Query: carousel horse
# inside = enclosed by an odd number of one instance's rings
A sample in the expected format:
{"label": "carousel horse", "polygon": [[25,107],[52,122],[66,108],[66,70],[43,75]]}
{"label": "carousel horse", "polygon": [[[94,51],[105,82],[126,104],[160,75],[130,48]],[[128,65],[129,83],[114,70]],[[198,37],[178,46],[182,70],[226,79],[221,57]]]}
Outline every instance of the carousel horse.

==============================

### INSTRUCTION
Recast every line of the items above as a Markdown table with the columns Row and Line. Number the lines in order and leave out any blank ones.

### COMPLETE ANSWER
| Row | Line |
|---|---|
| 1 | Query: carousel horse |
| 2 | # inside = enclosed by an odd number of one instance's rings |
| 3 | A sample in the expected format: |
| 4 | {"label": "carousel horse", "polygon": [[25,107],[52,122],[66,108],[66,70],[43,75]]} |
| 5 | {"label": "carousel horse", "polygon": [[[94,51],[105,82],[126,104],[160,75],[130,48]],[[128,65],[129,83],[114,70]],[[198,37],[178,46],[182,70],[226,79],[221,57]]]} |
| 6 | Outline every instance of the carousel horse. |